-- Set problem --
Write out exactly the lines below that run from the line containing "of the overcast" through the last line of the records.
- - - -
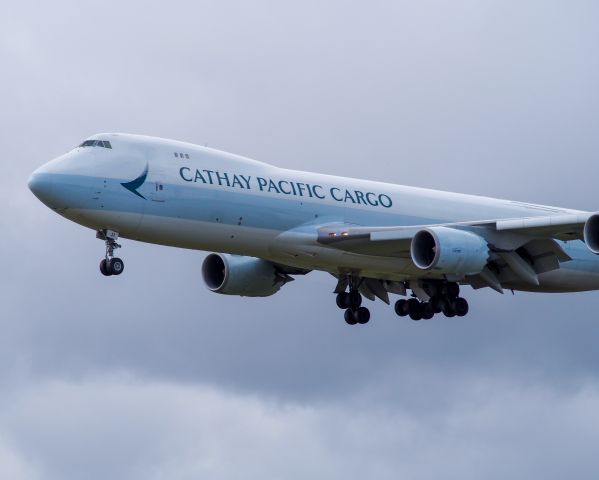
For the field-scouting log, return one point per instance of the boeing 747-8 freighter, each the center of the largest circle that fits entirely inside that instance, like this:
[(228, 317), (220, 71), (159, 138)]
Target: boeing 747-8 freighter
[(268, 224)]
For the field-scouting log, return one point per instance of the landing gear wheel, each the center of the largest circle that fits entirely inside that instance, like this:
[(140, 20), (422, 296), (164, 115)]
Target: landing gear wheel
[(427, 311), (401, 307), (355, 299), (452, 290), (437, 304), (448, 310), (350, 318), (343, 300), (414, 309), (362, 314), (116, 266), (104, 268), (460, 306)]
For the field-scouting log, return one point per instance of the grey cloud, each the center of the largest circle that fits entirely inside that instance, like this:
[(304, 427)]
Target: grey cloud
[(119, 427)]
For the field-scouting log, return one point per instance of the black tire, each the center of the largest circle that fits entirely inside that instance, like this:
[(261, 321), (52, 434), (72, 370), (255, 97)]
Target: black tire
[(414, 309), (437, 302), (355, 299), (448, 310), (350, 317), (116, 266), (401, 307), (452, 290), (104, 268), (427, 311), (460, 306), (363, 315), (343, 300)]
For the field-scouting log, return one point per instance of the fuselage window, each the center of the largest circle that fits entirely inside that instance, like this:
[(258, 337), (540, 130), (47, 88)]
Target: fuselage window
[(96, 143)]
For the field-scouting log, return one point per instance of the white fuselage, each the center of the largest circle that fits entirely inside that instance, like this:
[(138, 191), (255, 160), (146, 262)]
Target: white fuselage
[(199, 198)]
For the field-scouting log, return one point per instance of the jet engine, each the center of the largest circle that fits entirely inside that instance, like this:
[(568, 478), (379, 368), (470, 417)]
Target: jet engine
[(244, 276), (450, 251)]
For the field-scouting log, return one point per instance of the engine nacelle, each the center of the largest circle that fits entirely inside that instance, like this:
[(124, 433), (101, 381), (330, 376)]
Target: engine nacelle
[(449, 251), (591, 233), (244, 276)]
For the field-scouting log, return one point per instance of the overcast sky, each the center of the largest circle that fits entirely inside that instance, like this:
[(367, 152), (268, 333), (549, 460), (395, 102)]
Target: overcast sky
[(151, 376)]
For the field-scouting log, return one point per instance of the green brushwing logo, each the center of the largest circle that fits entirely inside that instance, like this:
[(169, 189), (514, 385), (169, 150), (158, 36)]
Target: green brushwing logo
[(133, 185)]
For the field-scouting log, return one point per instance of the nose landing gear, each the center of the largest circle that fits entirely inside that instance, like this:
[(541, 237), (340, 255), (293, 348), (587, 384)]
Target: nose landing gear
[(110, 265)]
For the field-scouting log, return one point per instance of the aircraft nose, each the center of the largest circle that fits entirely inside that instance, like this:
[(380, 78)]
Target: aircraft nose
[(43, 187)]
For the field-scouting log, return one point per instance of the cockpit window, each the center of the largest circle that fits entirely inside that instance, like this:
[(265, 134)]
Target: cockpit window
[(96, 143)]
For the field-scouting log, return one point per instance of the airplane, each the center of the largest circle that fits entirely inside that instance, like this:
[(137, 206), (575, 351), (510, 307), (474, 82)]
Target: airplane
[(269, 224)]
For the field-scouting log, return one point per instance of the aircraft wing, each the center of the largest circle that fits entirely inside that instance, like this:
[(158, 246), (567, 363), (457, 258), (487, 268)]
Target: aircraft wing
[(396, 240), (521, 248)]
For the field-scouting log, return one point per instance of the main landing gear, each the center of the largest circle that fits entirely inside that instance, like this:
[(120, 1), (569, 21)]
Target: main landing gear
- - - -
-- Result for this exercise --
For the field-scouting log, return one point per instance of the overcast sky, each the center of the largest circle that fits entirely inside that instance, like this:
[(367, 152), (268, 333), (549, 460), (395, 102)]
Target: overcast sky
[(151, 376)]
For the field-scouting log, return one point per instance of the green brushwing logo, each the center of the largest circle that fits entirely inside that instance, like this:
[(169, 189), (514, 385), (169, 150), (158, 36)]
Target: green brushwing logo
[(133, 185)]
For the field-scouting log, return one point per instance of the nose landing gear, each the center of the largest circle that fits entirely inside that instance, like this:
[(541, 237), (340, 255), (293, 348), (587, 384)]
Target: nose landing gear
[(110, 265)]
For the field-scouting log, return one point per instance of the aircraft nose, each the center of the largest circle that fits entirely inside that instance, like this:
[(380, 78)]
Target: aircraft nose
[(43, 187)]
For the field-scouting log, return one point per instance of the cockpit window, each the center of the largest circle that fits entirely inside that instance, like this:
[(265, 134)]
Target: cockpit window
[(96, 143)]
For the field-scouting log, return one point per instance of the airplane, each the center of the largest circle that fits entirely inside that instance, like this:
[(137, 206), (575, 351), (510, 307), (474, 82)]
Target: airplane
[(269, 224)]
For the field-scouting log, return one point per instance of the aircraft wing, each the center of the largest circle that fits entirely inside that instance, like this:
[(158, 246), (567, 363), (457, 258), (487, 268)]
Target: aircraft wing
[(396, 240), (521, 248)]
For the field-scouting log, return one point per instance of the main landing gear, each the center of the largest circle that fits entirely inside that instance, like this:
[(120, 1), (569, 21)]
Target: main landing gear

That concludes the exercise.